* [SUPPLIED PASSAGE]:
★ ★ ★ ★

My question concerns the use of heartworm preventative in dogs with advanced kidney failure.
My 17 year-old westie mix (female, 10 pounds) was diagnosed with kidney failure two years ago. We have done the sub-Q fluid treatment for some time (lactated ringers solution) and have increased to daily fluids as her last creatinine was 4.8. At the time of that test, she was being treated for a bladder infection (bacterial) and was only half way through the Cephalexin treatment. She has rebounded in activity and appetite since then. (Although, I supplement her home cooked diet now with Nutri-Cal and AD by hand when she won’t eat enough.) She is on Vetmedin and Furosemide for a heart condition, Carafate and Pepcid, and Epakitin (phosphate binder). I give Omega 3 Fish Oil and Vitamin E.
With this routine, she has had a pretty good quality of life for her condition. I honestly did not expect her to rebound to the point of wanting to run around in the backyard, but luckily that is what happened! (I had begun the fish oil and vitamin E)
When I expected that she would survive only a few weeks, I decided to forego the heartworm preventative. Now that she is more active and a little healthier, do I dare give her the heartworm preventative? (Interceptor)….Or do I risk losing her to heartworms instead?! Please help! I am sure that there are others making this agonizing decision and your input would be most appreciated! (One vet at our vet clinic said “yes, give it”, another said “no.”)

★ ★ ★ ★

* [DATA LISTING]:

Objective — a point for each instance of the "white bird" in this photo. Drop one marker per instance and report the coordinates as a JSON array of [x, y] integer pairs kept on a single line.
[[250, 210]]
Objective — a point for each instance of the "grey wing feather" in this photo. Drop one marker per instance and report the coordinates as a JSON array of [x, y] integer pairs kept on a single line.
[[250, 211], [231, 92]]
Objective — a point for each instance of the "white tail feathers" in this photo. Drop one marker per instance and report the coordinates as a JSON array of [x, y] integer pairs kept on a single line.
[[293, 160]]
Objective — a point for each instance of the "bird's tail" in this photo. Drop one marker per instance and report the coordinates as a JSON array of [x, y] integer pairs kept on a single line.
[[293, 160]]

★ ★ ★ ★

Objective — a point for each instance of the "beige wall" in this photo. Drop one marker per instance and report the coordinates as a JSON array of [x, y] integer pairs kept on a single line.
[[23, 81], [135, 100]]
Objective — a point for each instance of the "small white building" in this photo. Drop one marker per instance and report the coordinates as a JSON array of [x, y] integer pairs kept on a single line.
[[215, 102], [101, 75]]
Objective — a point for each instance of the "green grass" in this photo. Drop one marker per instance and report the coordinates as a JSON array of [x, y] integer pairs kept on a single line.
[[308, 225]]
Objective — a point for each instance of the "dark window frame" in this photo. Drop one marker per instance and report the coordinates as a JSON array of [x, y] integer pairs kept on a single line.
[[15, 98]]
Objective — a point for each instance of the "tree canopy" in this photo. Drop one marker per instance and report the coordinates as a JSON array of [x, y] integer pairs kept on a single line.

★ ★ ★ ★

* [REQUIREMENT]: In the letter about the westie mix with kidney failure, what was the dog's last creatinine reading?

* [RESULT OF THIS EXERCISE]: 4.8